TEXT BLOCK START
With the situation in China deteriorating, McClure was unable to return to his work, so he reunited with his family in Toronto and filled his time doing fundraising tours of the United States and Europe for the IRC before attending a world missionary conference in Madras, India. While there, McClure was told about the Burma Road that had just been completed by the British to connect Rangoon, Burma to Kunming, China. Seeing this as a potential way to get medical supplies into China for the IRC while bypassing Chinese ports blocked by warring factions, McClure decided to test it, and became only the third person to drive a car the length of the road. McClure set out to organize regular relief convoys along the road.

In late 1939, McClure was pinned between two trucks, suffering several serious injuries, and travelled back to Canada to convalesce. While there, he made several public speeches in which he accused the Canadian government of allowing nickel to be exported through various clandestine channels to Japan, which was then using it for war munitions against China. On December 7, 1940, McClure was summoned to a meeting in Ottawa with the prime minister, William Lyon MacKenzie King. Although King admitted to McClure that Canadian nickel was making its way to Japan in greater amounts than even McClure had suspected, King ordered McClure to recant his speeches or face arrest for subversive activities under the Defence of Canada Regulations and the War Measures Act. Realizing he could not help China or the IRC from prison, McClure unhappily sat down with Under-secretary of State Norman Robertson to craft a letter of apology.

In April 1941, McClure was approached by the Quaker organization Friends' Ambulance Unit (FAU) to move medical supplies and surgical teams into China along the Burma Road while evacuating wounded. McClure immediately left for Asia, and quickly set up what became known as the "China Convoy."

By 1942, McClure's abilities, knowledge of the Chinese people and friendship with Chiang Kai-shek came to the attention of Vincent Massey, previously one of McClure's donors of funds for radium, and at the time Canada's High Commissioner in the UK. Massey sent a telegram to Norman Robertson in Ottawa suggesting McClure would be an ideal candidate as "Canadian Minister to China." But Roberston reminded Prime Minister King of the "thoroughly unsatisfactory business" they had experienced with McClure two years previous, and King noted "I wouldn't consider him." 

In addition to his organizational work, McClure also handled surgery at the hospital at Baoshan. The issue of how to rescue injured Allied pilots who had been forced to land in remote Himalayan valleys came to the attention of McClure. He had learned how to parachute in Toronto, and several times parachuted into remote locations in order to give first aid and organize transportation of injured pilots out to the Burma Road, where they could be evacuated.

During this time, McClure's friendship with Chiang Kai-shek and Soong Mei-ling came to end when Soong Mei-ling demanded that medical supplies coming up the Burma Road not be used on wounded Communist soldiers, which McClure refused to consider.

In 1945, as the Japanese withdrew from northern China, McClure organized medical relief operations for the province of Hunan. In June 1946, with the wartime FAU morphing into the peacetime Friends Service Unit, McClure opened a United Church mission hospital in Hankou and spent two years there. 

In 1948, the Communist faction under Mao Zedong swept across China, driving the Kuomintang off-shore to Taiwan. Although McClure was willing to stay in China during the Communist takeover and try to negotiate his medical services with the new regime, he was suddenly called back to Canada due to the critical illness of one of his daughters. By the time she recovered, the Communist takeover of China was complete, and McClure found himself locked out of China due to his former friendship with Chiang Kai-shek and Soong Mei-ling.
TEXT BLOCK END
EXTRACTED INFORMATION START
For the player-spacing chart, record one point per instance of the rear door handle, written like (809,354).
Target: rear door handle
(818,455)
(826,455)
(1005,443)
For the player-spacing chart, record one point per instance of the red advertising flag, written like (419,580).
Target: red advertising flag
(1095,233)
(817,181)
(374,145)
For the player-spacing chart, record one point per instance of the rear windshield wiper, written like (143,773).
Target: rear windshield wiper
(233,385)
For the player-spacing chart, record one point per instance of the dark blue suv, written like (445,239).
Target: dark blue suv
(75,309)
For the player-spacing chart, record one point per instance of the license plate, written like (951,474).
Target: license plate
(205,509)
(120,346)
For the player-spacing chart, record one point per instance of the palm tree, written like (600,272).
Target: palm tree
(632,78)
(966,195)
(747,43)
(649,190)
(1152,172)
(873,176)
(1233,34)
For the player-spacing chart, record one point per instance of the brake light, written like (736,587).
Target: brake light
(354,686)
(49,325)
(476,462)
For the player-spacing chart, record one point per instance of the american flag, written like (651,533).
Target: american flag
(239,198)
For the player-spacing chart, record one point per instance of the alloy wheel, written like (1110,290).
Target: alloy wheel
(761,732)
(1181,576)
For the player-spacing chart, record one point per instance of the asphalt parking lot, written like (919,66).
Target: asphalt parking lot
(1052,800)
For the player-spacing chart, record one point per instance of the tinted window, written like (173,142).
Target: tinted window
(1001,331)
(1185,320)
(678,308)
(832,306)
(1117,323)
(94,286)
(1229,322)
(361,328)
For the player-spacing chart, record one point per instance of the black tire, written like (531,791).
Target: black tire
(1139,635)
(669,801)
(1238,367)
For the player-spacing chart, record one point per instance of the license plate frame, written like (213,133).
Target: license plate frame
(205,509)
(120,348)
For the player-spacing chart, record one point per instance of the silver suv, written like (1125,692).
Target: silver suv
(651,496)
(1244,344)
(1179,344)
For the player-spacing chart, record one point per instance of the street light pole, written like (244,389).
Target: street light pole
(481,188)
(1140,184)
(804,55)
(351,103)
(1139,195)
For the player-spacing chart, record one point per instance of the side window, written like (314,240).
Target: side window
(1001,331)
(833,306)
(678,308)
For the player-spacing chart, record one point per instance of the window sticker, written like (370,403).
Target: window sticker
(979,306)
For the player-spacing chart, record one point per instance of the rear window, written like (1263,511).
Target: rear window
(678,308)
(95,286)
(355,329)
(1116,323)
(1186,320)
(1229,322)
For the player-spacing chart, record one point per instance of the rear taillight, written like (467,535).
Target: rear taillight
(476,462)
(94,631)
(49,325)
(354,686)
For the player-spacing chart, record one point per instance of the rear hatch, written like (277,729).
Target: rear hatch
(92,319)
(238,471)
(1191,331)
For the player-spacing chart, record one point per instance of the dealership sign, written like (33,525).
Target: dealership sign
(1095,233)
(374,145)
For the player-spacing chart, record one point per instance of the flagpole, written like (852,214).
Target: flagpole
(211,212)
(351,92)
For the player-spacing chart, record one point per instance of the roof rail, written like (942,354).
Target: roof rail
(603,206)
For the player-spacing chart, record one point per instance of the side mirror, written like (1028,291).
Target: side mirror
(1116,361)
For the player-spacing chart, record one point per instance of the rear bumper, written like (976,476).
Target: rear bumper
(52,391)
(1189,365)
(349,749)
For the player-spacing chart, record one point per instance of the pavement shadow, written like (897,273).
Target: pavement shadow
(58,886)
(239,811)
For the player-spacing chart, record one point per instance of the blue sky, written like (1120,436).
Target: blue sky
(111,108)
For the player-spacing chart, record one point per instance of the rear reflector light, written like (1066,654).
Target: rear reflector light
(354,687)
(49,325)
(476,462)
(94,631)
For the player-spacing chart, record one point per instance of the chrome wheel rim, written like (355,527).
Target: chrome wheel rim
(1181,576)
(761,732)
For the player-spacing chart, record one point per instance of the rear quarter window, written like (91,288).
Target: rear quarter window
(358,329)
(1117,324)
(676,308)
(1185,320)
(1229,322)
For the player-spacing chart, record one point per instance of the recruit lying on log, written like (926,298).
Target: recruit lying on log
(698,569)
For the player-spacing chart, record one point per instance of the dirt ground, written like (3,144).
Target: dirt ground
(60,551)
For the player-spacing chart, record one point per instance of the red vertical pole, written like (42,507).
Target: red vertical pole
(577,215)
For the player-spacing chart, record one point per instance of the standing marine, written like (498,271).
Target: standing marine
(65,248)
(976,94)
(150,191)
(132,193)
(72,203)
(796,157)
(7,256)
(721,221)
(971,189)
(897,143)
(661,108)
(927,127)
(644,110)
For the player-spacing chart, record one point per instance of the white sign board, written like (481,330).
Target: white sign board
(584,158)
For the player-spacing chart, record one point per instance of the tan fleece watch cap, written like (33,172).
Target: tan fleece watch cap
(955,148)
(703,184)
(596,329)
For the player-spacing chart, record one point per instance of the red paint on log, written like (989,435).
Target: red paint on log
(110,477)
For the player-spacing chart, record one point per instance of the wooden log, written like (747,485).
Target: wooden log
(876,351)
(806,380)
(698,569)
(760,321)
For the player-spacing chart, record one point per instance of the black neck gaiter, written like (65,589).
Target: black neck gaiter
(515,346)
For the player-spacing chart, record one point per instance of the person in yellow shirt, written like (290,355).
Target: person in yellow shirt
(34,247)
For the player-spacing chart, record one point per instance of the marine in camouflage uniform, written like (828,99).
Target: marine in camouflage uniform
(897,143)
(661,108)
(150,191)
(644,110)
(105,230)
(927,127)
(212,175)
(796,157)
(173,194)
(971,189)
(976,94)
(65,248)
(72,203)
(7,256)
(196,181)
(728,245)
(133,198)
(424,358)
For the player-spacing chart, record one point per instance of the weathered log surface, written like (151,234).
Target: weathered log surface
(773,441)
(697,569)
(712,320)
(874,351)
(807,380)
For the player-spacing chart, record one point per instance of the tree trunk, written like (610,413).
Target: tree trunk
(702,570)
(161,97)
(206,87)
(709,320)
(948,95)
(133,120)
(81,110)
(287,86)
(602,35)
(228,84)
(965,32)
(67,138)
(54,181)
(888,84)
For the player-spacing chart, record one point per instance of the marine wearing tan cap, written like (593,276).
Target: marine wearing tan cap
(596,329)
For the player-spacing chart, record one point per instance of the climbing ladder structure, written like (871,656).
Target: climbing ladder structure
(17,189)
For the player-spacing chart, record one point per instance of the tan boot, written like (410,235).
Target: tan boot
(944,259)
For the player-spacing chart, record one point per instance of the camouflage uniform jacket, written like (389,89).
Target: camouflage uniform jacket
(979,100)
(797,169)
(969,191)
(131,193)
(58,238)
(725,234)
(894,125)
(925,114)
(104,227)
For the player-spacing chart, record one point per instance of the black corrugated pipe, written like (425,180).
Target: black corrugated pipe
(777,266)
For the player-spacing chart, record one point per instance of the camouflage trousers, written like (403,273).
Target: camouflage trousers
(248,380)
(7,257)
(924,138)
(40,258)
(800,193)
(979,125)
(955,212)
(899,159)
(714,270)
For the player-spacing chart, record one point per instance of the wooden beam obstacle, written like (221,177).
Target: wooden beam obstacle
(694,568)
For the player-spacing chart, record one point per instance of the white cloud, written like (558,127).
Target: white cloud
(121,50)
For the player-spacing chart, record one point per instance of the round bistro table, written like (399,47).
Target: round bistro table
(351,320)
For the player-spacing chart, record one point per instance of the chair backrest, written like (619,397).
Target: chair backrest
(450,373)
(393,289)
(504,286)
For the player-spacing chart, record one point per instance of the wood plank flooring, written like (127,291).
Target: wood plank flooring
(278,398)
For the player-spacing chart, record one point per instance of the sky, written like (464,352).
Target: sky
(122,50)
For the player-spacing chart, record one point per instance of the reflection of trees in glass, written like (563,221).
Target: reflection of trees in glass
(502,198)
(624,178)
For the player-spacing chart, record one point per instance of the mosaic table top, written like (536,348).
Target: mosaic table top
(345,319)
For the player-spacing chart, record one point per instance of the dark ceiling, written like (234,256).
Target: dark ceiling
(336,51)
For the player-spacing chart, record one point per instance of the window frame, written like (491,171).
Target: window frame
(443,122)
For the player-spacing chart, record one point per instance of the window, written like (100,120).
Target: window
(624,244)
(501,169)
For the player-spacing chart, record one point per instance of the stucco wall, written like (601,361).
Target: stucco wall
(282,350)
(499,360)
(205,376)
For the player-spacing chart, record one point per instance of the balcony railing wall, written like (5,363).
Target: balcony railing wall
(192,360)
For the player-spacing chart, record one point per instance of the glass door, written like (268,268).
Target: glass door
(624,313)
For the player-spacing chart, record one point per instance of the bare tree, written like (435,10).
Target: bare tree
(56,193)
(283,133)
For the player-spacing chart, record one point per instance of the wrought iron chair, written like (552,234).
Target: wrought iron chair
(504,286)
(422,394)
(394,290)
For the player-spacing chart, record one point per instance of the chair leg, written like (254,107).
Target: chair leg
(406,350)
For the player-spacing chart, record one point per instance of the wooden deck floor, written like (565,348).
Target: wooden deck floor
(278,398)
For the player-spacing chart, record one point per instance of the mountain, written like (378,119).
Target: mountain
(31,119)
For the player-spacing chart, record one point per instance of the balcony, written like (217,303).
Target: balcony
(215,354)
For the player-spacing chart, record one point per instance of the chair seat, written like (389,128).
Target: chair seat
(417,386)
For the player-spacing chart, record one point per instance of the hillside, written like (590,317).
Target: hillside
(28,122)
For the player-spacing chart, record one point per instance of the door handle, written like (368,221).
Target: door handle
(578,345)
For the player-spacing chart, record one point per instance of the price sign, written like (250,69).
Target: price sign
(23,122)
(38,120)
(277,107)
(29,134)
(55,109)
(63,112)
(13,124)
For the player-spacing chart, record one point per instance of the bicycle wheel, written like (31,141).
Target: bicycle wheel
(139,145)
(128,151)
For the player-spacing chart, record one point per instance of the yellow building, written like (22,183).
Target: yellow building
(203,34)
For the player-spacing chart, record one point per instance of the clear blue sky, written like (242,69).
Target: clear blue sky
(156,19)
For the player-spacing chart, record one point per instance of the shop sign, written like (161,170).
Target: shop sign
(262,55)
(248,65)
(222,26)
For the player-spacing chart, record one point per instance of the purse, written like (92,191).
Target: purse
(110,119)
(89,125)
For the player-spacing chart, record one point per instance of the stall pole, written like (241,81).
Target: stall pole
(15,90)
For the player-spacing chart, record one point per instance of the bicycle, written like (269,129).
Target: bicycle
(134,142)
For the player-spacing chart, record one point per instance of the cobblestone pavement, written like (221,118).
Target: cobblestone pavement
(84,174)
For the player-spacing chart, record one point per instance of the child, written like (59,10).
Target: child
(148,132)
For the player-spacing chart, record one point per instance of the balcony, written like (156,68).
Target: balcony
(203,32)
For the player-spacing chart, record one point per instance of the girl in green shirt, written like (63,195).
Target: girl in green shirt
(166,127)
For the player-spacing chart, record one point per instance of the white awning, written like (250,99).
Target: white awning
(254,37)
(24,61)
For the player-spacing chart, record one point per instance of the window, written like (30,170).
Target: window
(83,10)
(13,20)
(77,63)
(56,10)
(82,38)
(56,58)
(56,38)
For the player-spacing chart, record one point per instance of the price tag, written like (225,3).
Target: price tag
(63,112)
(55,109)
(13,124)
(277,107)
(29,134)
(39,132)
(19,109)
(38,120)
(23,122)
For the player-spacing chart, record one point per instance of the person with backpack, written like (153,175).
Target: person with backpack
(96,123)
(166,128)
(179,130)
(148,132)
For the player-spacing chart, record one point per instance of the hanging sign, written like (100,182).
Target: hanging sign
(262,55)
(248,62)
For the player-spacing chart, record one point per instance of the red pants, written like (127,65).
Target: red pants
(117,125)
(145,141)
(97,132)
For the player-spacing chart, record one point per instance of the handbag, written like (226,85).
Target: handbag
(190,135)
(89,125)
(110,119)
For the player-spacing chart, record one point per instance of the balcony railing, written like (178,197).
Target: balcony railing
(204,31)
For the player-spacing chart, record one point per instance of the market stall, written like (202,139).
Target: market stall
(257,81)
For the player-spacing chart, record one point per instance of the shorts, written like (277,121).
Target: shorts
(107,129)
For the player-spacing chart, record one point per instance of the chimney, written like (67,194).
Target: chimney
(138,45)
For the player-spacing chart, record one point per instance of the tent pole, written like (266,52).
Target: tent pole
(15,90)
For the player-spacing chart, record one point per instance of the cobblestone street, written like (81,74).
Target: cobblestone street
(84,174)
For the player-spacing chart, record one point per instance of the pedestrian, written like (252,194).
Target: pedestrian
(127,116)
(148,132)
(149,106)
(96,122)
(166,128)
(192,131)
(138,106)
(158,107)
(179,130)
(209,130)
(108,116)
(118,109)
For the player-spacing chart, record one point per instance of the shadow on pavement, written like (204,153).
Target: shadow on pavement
EXTRACTED INFORMATION END
[ASSIGNMENT A] Please rewrite the account of McClure's work from "In addition to" to "refused to consider.", changing "remote" to "isolated".
[ASSIGNMENT B] Carry on the account of McClure's life past its final sentence.
The data has no role here.

[EXPECTED ANSWER A]
In addition to his organizational work, McClure also handled surgery at the hospital at Baoshan. The issue of how to rescue injured Allied pilots who had been forced to land in isolated Himalayan valleys came to the attention of McClure. He had learned how to parachute in Toronto, and several times parachuted into isolated locations in order to give first aid and organize transportation of injured pilots out to the Burma Road, where they could be evacuated.

During this time, McClure's friendship with Chiang Kai-shek and Soong Mei-ling came to end when Soong Mei-ling demanded that medical supplies coming up the Burma Road not be used on wounded Communist soldiers, which McClure refused to consider.

[EXPECTED ANSWER B]
Gaza
Following his return to Canada, McClure spent 18 months as surgeon and gynaecologist in a group practice in Toronto, which he recalled as "a dull life" after his adventures in China and Burma. In 1950, the Church Missionary Society sent him to the Gaza Strip to run a mission hospital. His one-year appoinment dragged on to four years because the Church Missionary Society was unable to locate a replacement surgeon. Finally McClure jokingly suggested they sell the hospital, and to his surprise, they did agree to allow McClure to sell the hospital to another mission society.

India
Almost immediately, the United Church of Canada sent McClure to the Ratlam Christian Hospital at Ratlam, India. The hospital had only been used for minor surgery before his arrival, but now he set out to make it a centre of major surgery as well as a treatment centre for bone fractures. McClure also set up a medical lab, and started a program to train people as basic lab technicians. After four months of training, each technician was sent back to their village able to handle basic lab procedures such as blood counts and slide smears.

On September 1, 1966, the Canadian Broadcasting Company aired a television special "Dr. Bob McClure: medical missionary" about his life and his work in Ratlam. It was only the second colour program to air on CBC-TV. During the program, McClure talked about the reason he sought missionary work: "One of the great motivations in missionary work is the spirit of adventure. I would define adventure as being risk with a purpose, as distinct from simply risk of weaving at high speed through crowded traffic. That sort of risk with purpose gives you adventure and a good feeling, a thrill... and a very good feeling when it is all over." In terms of the suffering he saw around him, McClure said, "Sure there are things you meet that make you feel very deeply, but emotionalism must be expressed in long-term determination, not in fluffy sentimentality."

McClure stayed at Ratlam for 13 years. In 1967, at the age of 66, he declared that he was retiring, and returned to Canada.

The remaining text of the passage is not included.